__EXERCISE__: Copy the entries from the line with "wall in the photo above." to the line with "[[588, 236], [261, 296], [311, 161], [456, 298]]", requests included, and multiply every coordinate in the answers by 1.25, rounding each to a whole number with halves rounded up. Return only those lines, both end lines included, and leave out the pictures.

__RECORDS FOR THE TASK__:
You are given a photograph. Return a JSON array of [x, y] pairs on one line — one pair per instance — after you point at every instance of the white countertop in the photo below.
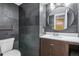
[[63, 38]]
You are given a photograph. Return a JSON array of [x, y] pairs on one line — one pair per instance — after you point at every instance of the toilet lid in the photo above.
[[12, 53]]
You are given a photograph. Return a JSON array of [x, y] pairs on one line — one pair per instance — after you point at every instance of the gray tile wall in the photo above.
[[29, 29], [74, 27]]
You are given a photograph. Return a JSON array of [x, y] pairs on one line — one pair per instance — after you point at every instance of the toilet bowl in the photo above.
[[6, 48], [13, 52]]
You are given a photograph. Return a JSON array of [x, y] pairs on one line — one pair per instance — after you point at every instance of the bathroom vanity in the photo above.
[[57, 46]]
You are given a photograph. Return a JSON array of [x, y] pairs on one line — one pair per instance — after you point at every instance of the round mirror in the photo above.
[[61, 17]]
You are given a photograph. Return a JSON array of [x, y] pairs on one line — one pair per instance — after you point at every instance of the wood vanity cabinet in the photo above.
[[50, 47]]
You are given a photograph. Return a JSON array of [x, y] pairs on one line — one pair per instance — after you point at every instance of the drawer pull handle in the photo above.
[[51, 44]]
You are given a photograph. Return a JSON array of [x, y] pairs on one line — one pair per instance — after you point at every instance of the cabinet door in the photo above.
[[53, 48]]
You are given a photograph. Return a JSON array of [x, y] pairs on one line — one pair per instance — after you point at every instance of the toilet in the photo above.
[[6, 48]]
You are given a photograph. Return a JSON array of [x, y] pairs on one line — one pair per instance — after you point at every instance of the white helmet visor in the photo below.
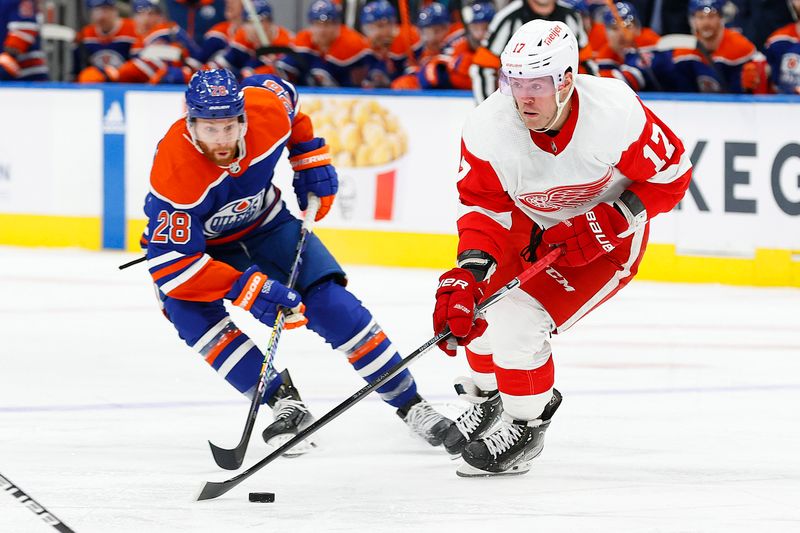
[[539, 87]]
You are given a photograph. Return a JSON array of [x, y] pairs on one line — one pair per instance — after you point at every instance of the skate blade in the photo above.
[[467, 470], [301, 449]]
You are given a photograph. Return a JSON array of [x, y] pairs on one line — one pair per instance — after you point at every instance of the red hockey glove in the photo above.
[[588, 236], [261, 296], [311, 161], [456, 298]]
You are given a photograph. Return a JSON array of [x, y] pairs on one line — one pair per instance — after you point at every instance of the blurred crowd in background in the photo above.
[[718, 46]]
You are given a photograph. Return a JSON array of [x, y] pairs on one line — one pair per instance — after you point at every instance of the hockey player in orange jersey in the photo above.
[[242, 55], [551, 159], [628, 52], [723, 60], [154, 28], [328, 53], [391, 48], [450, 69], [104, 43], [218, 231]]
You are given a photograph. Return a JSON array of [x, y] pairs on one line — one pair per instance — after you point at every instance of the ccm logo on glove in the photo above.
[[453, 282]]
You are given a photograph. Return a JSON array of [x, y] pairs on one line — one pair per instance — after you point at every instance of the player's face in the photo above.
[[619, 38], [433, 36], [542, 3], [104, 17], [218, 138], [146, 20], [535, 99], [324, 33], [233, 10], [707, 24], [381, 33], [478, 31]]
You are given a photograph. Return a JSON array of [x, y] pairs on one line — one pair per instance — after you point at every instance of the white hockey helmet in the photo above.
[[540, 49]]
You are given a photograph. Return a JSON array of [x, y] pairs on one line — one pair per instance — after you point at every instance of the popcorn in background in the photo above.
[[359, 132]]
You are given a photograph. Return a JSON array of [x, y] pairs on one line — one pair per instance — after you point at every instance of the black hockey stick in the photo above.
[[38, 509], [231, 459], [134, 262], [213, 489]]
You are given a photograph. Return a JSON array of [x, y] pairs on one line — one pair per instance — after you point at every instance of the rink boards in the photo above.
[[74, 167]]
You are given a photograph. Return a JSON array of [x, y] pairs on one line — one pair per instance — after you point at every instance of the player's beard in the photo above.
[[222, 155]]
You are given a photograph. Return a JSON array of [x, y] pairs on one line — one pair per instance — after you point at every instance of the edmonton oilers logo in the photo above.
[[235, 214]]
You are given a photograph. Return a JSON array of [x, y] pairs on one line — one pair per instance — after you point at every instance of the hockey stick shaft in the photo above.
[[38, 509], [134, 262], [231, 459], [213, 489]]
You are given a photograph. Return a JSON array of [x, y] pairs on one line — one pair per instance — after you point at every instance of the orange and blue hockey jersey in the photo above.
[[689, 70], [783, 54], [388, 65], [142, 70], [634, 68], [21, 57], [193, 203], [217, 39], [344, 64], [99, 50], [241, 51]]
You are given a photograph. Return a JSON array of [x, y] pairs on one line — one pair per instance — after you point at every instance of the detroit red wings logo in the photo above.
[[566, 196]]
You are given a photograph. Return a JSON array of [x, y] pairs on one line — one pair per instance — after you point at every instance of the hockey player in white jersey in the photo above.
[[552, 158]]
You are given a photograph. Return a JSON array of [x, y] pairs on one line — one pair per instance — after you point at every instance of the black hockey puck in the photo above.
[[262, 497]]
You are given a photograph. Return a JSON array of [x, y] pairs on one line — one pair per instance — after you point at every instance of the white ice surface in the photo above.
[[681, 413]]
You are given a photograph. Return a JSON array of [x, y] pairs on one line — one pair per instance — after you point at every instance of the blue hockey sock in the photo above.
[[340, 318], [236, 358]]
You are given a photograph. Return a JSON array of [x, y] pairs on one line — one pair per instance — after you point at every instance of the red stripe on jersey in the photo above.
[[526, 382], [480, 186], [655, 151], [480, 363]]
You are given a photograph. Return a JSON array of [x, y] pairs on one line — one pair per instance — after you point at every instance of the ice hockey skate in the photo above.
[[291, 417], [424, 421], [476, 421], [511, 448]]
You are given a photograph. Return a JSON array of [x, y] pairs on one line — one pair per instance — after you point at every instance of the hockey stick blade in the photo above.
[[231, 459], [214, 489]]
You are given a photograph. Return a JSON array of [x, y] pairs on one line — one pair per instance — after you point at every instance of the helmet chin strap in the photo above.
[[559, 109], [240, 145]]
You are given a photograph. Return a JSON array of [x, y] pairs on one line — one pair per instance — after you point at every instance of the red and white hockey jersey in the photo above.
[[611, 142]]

__EXPECTED ANSWER__:
You are given a photograph. Return a JSON array of [x, y] pairs on one line — one pair per instance — after you point at every instance of the gray tile wall in the photo above.
[[36, 36], [93, 34]]
You are given a photograph. Return a JSON array of [x, y] pairs on one line — one pair per instance — after you point at every instance of the toilet bowl in the photo above.
[[8, 60], [16, 65]]
You are given a photograph. Return a JSON array of [x, y] pairs on one line — one pair per instance — after you point at every instance of the bathroom vanity in the photo above.
[[71, 58]]
You are given a photograph. Return a JSON array of [x, y] pairs on one line — one pair per instance — after you point at every instance of the round mirror in the photo above.
[[76, 21]]
You are given a photograph. Return a JSON array of [x, y] pairs on one line — one pair per instance — after you point at every instance of the wood vanity cabinet in the photo above.
[[63, 59]]
You are given a photograph. Return a JSON array of [x, y] pairs on one line — one pair per instance — after you point at every instance of the drawer pull handle in the photo above.
[[64, 55]]
You are given a photograph. Return a JSON array of [x, y] pairs on one line — one pair per instance — after you point at every instance of the cabinet door in the photo above.
[[66, 60]]
You are given a photograph. Return a JSON array of [x, y] pairs on one line — one pair per instance — after you point at every instance of the toilet in the photo above.
[[8, 60]]
You are given a photograph. Return a JSON array of [x, y] pairs on one line — one pair per instance — after you point at every instance of the white helmet visor in the photo below.
[[674, 109]]
You are given a photograph. Return a JSON array of [x, y] pairs on one line — one pair per instance — after you point at every instance of the skate blade in the photo above.
[[584, 588], [376, 561]]
You are given a photograph. Return a JSON array of [x, y] pairs on one line — one pair per instance — after you point at every instance of the red hockey glove in the photo above.
[[735, 295], [326, 370], [389, 201], [570, 373]]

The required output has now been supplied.